• _WRITTEN REQUEST_: Reproduce the items, requests included, starting with the line containing "of the sunset" and continuing through the end of the items, scaling every pixel coordinate in the answers by 1.1 and rounding each result to the nearest whole number, with halves rounded up. Leave the pictures out of your answer.

• _TASK INPUTS_:
• • • • •

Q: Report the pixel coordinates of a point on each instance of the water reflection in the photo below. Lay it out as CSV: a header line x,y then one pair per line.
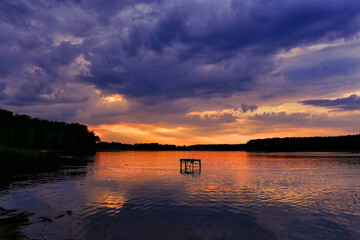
x,y
191,166
141,195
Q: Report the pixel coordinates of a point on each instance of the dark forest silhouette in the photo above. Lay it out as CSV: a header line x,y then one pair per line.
x,y
25,132
339,143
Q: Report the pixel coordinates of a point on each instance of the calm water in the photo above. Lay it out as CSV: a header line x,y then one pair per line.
x,y
237,195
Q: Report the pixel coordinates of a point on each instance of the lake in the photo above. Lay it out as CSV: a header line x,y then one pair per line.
x,y
236,195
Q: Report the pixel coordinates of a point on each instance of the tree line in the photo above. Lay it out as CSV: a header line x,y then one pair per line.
x,y
338,143
23,131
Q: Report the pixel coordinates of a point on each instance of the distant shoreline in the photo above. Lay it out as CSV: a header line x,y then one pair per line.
x,y
349,143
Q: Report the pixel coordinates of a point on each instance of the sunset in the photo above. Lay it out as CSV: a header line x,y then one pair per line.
x,y
130,119
184,72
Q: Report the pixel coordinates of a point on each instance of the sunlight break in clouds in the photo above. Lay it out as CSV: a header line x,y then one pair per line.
x,y
180,71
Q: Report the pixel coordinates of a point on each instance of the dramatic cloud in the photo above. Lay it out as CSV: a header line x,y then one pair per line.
x,y
176,63
348,103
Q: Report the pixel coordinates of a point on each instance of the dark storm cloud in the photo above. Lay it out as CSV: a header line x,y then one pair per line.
x,y
348,103
161,51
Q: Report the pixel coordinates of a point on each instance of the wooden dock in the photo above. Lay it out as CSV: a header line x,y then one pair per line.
x,y
190,165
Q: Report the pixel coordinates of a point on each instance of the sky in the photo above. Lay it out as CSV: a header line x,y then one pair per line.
x,y
184,71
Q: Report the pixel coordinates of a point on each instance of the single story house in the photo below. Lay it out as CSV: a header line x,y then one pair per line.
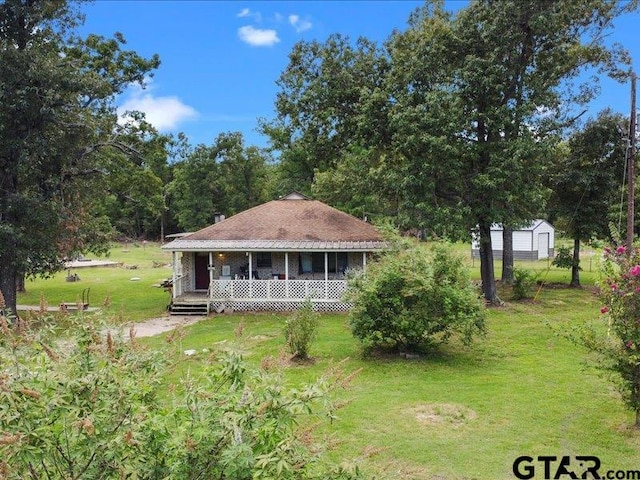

• • • • •

• _SOLVED PROBLEM_:
Q: Report the pixel coordinates of a point on each instance of the sunset in the photo above. Lay it out as CSV: a header line x,y then one pair per line.
x,y
143,131
202,79
Q: Report the pixel coordinates of a point on each instance of the sunlight break in clouds in the photo above. Lay it out as CSV: a header line x,y then one pair per line.
x,y
198,78
Q: Report the pixel coordinates of a point on each instance of the dramatic cloud in the photo above. Lay it out as CSV: a header line x,y then one pair per line.
x,y
194,69
383,113
Q: Report the pixel coordinates of a point on each instance of the dark storm cloud in the photo above. Lay it out as CSV: a header line x,y then one pair per line.
x,y
383,113
177,56
Q: Report the pixel coordinates of a point on each instance of the wooden dock in the photo above. Lay it out as CSV: a header line x,y then one pair per line.
x,y
209,182
Q: Report the pixel coordinates of a point on each instance of the sky in the photo above. Lay it out as CSV: a header line x,y then one pair per line.
x,y
202,78
Q: Report the pixel coordinates of a point on each instance of the single story house in the photo below. Lay it out as CSV: a header line x,y then one pair per line.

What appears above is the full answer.